> **CONSEGNA**: Riscala le righe del materiale a partire da quella che contiene "Indicate the beige" e fino alla fine del materiale, riscrivendole tutte, richieste comprese. Moltiplica per 0,9 ogni coordinata delle risposte e arrotonda all'intero (le metà per eccesso), lasciando invariati i numeri delle richieste e dei loro esempi di formato.

Voci di dati estratti:
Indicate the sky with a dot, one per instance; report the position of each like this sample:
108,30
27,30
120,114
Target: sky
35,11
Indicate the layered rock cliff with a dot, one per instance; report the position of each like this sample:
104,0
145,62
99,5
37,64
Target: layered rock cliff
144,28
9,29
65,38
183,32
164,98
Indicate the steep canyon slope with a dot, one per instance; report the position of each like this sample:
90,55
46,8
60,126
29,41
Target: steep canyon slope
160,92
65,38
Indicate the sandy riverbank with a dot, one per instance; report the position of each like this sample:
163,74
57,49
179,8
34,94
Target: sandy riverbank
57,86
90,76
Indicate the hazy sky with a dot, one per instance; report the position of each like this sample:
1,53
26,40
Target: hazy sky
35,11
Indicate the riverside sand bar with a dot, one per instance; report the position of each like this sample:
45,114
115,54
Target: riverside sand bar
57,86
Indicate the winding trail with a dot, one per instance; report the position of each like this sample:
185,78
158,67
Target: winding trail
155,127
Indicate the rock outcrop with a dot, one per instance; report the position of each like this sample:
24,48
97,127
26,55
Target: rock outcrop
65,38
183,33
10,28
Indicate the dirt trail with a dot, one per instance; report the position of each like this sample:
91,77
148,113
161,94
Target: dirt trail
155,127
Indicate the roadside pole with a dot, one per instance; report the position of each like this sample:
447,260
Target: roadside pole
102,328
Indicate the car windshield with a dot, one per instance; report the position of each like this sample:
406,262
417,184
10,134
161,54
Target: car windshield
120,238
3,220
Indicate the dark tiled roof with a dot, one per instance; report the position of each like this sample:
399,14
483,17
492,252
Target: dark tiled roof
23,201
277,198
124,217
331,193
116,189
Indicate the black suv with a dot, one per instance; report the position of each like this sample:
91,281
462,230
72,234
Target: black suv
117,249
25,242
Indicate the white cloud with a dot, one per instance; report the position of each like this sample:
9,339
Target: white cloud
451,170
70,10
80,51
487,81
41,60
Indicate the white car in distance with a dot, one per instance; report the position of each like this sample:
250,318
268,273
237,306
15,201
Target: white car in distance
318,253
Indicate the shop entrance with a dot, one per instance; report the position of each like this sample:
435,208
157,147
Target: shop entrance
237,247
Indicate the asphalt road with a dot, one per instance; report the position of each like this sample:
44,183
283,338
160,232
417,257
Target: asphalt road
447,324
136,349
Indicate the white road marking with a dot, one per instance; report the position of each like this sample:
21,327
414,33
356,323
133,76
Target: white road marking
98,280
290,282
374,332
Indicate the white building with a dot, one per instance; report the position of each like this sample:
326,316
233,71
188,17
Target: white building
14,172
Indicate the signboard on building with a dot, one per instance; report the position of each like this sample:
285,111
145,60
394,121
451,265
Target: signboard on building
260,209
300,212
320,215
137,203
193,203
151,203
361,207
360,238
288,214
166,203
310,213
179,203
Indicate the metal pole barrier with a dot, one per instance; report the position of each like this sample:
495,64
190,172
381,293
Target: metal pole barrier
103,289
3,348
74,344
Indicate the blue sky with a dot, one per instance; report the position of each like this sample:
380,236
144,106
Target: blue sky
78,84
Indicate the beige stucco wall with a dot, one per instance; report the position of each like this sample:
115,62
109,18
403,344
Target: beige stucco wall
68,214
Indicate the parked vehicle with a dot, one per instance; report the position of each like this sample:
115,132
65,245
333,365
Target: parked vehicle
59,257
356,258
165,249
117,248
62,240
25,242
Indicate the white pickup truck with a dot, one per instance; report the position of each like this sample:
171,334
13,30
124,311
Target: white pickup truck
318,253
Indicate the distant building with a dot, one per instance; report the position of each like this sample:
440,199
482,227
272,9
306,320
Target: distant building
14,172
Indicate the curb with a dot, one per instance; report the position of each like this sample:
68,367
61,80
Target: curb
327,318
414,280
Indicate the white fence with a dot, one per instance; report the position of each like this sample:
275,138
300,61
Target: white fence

> **SOLUZIONE SVOLTA**:
Indicate the beige stucco wall with a dot, one per instance; report the position of each like this sample:
115,62
109,18
403,344
Target: beige stucco wall
61,193
Indicate the parked vehicle with a dot, one per instance; report the position of each like this sample:
115,132
65,245
333,365
Target: parked vehicle
53,231
320,232
149,224
105,223
56,216
23,218
Indicate the white pickup truck with a dot, one per instance; report the position of each like this sample:
171,334
13,30
124,311
Target: white pickup truck
286,228
Indicate the distant building with a dot, one per instance; report the position of each like this sample:
440,199
482,227
272,9
306,320
Target: distant building
13,155
Indicate the curb with a dot, one per instance; report the position of each like this sample:
68,367
61,80
Target: curb
294,286
373,252
Indicate the white fence with a dot, one per instance; report the position of each like this sample:
275,138
300,61
Target: white fence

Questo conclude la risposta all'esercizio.